* BEGIN Dataset entries *

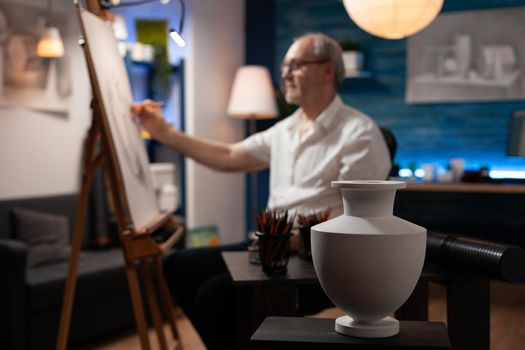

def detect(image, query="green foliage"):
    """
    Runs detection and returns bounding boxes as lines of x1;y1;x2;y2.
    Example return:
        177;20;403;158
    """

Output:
151;44;171;101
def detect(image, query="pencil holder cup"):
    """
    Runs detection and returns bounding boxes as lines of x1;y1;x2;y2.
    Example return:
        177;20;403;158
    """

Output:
256;232;291;273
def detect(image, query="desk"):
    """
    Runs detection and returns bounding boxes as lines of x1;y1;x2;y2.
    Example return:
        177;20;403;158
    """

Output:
222;252;490;350
222;252;319;349
251;317;450;350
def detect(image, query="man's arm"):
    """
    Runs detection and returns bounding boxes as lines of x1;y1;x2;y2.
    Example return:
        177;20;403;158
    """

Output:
131;100;268;171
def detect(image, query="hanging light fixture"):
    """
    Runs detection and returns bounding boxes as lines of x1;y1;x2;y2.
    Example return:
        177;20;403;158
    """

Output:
36;0;64;58
343;0;444;39
170;0;186;47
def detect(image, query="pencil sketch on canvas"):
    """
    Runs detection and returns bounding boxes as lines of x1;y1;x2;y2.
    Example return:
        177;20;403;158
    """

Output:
0;1;71;113
80;11;160;230
406;7;525;103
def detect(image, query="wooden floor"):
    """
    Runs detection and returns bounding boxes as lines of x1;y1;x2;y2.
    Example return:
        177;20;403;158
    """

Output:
77;282;525;350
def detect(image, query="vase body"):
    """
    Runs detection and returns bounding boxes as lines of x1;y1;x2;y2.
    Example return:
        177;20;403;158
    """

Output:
311;181;426;338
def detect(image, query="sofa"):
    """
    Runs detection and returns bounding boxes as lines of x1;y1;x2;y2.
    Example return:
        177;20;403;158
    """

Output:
0;194;134;350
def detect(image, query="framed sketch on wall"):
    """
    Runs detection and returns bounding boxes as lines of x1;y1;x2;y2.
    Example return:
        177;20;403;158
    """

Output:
0;1;71;113
406;7;525;103
80;10;160;230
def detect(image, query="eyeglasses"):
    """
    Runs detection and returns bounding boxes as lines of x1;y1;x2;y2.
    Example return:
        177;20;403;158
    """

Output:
281;59;329;75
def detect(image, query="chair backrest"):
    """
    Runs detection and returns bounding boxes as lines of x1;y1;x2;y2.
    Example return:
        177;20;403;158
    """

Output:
379;126;397;162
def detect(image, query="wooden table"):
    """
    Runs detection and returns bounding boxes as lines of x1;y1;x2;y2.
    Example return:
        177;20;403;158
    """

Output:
222;252;490;350
222;252;319;349
251;317;450;350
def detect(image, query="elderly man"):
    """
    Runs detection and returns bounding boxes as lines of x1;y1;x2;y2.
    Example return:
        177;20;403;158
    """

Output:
132;34;391;349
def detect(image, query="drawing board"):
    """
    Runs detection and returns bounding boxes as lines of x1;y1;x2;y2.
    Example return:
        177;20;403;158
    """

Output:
79;10;160;230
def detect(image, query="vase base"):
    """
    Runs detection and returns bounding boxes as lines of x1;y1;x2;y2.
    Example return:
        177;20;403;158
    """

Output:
335;316;399;338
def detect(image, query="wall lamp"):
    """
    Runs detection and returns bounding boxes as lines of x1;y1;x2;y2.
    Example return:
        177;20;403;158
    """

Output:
100;0;186;47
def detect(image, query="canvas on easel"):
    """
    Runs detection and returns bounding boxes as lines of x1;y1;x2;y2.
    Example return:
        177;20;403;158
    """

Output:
80;11;160;230
57;8;182;350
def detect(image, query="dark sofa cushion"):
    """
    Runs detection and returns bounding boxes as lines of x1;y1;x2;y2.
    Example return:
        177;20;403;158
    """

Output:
26;248;128;311
12;208;71;267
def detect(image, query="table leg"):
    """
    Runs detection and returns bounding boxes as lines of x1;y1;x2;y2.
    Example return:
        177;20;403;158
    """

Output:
237;286;298;349
447;280;490;350
395;279;428;321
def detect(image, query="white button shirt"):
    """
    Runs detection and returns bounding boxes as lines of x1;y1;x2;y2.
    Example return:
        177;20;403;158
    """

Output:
242;96;391;217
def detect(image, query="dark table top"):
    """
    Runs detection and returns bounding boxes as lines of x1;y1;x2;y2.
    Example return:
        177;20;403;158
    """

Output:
222;251;487;286
222;252;319;286
251;317;450;350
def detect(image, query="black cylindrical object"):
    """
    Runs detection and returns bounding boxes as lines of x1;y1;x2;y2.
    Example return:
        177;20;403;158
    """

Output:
426;232;525;282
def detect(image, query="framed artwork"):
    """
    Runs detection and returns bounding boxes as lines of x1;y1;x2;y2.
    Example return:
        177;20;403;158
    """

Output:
80;11;160;230
0;1;71;113
406;7;525;103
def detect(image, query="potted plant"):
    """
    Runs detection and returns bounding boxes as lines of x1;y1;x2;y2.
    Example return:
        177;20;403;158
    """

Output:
339;38;365;77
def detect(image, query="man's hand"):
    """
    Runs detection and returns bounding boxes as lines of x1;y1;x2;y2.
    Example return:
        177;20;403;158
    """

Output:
131;100;170;141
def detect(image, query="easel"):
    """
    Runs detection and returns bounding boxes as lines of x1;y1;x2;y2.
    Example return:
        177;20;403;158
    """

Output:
56;1;183;350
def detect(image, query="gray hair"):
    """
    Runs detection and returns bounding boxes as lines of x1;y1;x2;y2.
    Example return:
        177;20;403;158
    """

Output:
296;33;345;88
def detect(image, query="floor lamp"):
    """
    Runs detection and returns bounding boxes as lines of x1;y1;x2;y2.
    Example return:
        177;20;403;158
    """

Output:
228;66;278;221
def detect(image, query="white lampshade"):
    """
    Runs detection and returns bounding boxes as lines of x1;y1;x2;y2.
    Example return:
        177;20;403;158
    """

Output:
36;27;64;58
228;66;277;119
343;0;443;39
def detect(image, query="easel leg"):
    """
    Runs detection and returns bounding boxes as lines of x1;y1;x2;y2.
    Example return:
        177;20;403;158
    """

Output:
153;256;182;349
56;117;103;350
140;260;168;350
56;177;91;350
126;262;150;350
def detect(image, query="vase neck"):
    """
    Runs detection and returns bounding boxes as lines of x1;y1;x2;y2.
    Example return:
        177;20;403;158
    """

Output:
341;188;396;217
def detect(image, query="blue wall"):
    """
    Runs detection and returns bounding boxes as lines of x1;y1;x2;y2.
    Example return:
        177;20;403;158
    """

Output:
273;0;525;170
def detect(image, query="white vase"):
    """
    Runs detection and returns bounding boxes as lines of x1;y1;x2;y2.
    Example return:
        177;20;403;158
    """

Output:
311;180;426;338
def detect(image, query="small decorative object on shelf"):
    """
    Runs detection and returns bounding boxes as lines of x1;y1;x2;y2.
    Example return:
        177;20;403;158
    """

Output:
339;38;364;78
297;208;332;261
255;209;295;273
311;180;427;338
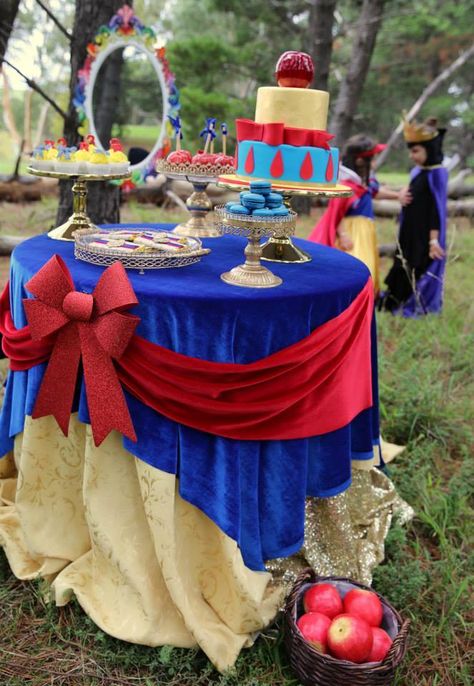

* END Dataset entries *

● **Stated exercise**
Pick out every line in the listing above that contains the word "table", and copy each of those lines in full.

● **Correct answer**
def detect(image, query="wooden table"):
def detect(image, query="table leg"):
def detect(image, query="dark table top"):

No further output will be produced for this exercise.